# [TASK PROMPT]
Copy out each of the entries below exactly as they appear, without changing any character.

# [INPUT MATERIAL]
■ ■ ■ ■ ■ ■ ■

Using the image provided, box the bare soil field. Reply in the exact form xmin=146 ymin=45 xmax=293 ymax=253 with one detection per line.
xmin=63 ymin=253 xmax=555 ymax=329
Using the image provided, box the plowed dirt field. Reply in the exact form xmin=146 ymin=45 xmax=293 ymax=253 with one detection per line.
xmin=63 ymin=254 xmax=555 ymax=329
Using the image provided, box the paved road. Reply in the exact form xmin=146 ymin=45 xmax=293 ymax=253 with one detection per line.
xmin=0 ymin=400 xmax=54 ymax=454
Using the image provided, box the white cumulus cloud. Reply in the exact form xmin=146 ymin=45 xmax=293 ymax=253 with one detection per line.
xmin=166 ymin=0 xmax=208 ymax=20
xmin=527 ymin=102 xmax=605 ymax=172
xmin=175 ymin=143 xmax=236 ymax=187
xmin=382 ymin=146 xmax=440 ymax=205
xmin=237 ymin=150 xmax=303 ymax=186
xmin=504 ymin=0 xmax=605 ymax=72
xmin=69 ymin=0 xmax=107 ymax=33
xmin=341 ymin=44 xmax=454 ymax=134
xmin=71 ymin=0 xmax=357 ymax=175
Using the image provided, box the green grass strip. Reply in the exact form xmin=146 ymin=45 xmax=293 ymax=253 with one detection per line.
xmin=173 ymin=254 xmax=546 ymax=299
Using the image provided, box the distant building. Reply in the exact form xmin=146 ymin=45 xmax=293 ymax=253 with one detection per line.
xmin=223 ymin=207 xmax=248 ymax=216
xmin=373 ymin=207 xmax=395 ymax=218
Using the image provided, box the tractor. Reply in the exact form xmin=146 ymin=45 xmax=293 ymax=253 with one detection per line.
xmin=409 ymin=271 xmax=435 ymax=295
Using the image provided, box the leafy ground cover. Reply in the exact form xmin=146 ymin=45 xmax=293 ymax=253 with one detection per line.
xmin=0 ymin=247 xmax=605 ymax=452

■ ■ ■ ■ ■ ■ ■

# [RESULT FOR THIS EXERCISE]
Using the image provided, box the bare soil field. Reply in the exact form xmin=146 ymin=45 xmax=293 ymax=253 with one detection per line.
xmin=63 ymin=253 xmax=555 ymax=329
Using the image provided, box the plowed dirt field. Reply in the exact form xmin=146 ymin=45 xmax=293 ymax=253 with one detection per line.
xmin=63 ymin=254 xmax=555 ymax=329
Using the image provided, box the paved road. Reply in the exact form xmin=146 ymin=45 xmax=293 ymax=253 with one detection per line.
xmin=0 ymin=400 xmax=54 ymax=454
Using the image provided, box the white cumulus cloud. Reply in the exact form xmin=146 ymin=45 xmax=293 ymax=253 with one detection per line.
xmin=166 ymin=0 xmax=208 ymax=20
xmin=527 ymin=102 xmax=605 ymax=172
xmin=175 ymin=143 xmax=236 ymax=187
xmin=382 ymin=146 xmax=440 ymax=205
xmin=237 ymin=150 xmax=303 ymax=186
xmin=504 ymin=0 xmax=605 ymax=72
xmin=69 ymin=0 xmax=107 ymax=33
xmin=341 ymin=44 xmax=454 ymax=134
xmin=71 ymin=0 xmax=357 ymax=175
Using the image provided, box the green grass strip. Reply in the exact form xmin=146 ymin=45 xmax=293 ymax=253 with one detection per line.
xmin=173 ymin=254 xmax=546 ymax=299
Using the image provided, box the distant building. Reply in the exact form xmin=146 ymin=45 xmax=293 ymax=253 with one detection per line.
xmin=223 ymin=207 xmax=248 ymax=216
xmin=373 ymin=207 xmax=395 ymax=218
Using the image provided, box the tractor. Reply in the exact form xmin=146 ymin=45 xmax=293 ymax=253 with one detection per line.
xmin=409 ymin=271 xmax=435 ymax=295
Using the image provided, box the leafy ground cover. Reply in the exact form xmin=146 ymin=45 xmax=293 ymax=253 with one detection per line.
xmin=0 ymin=247 xmax=605 ymax=452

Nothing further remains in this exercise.